# Data items
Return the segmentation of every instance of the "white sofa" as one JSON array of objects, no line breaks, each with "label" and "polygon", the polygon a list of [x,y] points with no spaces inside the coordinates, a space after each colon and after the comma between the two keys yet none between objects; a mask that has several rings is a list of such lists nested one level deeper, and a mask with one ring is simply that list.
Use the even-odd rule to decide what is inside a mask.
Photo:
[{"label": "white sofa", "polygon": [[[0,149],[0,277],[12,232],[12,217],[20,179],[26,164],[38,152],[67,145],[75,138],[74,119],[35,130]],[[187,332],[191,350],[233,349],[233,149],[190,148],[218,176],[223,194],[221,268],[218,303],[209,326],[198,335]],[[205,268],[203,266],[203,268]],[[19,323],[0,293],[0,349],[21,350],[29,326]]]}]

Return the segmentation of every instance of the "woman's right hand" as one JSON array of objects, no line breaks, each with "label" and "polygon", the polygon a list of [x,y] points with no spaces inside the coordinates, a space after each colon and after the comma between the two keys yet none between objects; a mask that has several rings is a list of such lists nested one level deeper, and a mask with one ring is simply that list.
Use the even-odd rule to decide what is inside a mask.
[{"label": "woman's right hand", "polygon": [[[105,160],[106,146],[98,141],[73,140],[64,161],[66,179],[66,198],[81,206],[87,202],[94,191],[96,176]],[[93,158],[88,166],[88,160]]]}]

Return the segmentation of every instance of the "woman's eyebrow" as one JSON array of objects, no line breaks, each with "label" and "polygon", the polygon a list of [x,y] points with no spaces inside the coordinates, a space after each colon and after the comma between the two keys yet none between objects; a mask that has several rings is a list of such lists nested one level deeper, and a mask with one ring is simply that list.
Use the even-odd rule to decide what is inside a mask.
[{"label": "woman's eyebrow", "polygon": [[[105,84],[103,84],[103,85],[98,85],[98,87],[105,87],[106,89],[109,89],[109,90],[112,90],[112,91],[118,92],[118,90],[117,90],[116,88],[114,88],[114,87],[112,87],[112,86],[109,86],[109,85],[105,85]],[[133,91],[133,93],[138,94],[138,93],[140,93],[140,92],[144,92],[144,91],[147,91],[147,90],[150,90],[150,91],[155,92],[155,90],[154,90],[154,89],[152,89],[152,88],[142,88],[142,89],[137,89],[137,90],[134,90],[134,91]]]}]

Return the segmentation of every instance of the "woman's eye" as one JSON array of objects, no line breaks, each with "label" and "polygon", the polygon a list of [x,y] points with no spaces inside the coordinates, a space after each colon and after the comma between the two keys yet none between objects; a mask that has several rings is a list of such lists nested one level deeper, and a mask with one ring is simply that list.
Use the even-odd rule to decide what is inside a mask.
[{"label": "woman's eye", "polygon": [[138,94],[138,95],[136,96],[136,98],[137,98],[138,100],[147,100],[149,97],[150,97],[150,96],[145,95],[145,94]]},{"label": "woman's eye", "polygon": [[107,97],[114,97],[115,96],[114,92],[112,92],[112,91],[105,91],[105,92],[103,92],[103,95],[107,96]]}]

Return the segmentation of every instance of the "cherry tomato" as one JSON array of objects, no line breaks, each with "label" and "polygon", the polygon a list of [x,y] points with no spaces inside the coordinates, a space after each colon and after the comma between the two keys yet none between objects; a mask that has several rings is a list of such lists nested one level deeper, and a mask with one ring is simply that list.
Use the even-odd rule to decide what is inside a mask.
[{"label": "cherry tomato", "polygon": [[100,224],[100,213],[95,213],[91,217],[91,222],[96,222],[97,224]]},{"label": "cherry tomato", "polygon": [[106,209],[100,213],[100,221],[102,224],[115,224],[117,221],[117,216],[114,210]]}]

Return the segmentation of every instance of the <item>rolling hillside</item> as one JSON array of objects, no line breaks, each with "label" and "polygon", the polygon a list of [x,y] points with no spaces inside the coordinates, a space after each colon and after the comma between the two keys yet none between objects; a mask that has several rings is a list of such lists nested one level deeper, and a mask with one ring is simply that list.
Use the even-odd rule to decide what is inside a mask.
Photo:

# Challenge
Rewrite the lines from the one containing "Return the segmentation of every instance of the <item>rolling" through the end of the records, swapping "hillside" for "meadow" and leaving everything else unchanged.

# Final answer
Return the segmentation of every instance of the <item>rolling meadow</item> as one JSON array of objects, no line breaks, each with "label" and "polygon", the polygon a list of [x,y] points with no spaces inside the coordinates, a space after each colon and after the comma between the two keys yet none between objects; a mask that has several rings is a list of such lists nested one level deeper, and a mask with one ring is simply that list.
Use the even-odd rule to decide what is inside a mask.
Photo:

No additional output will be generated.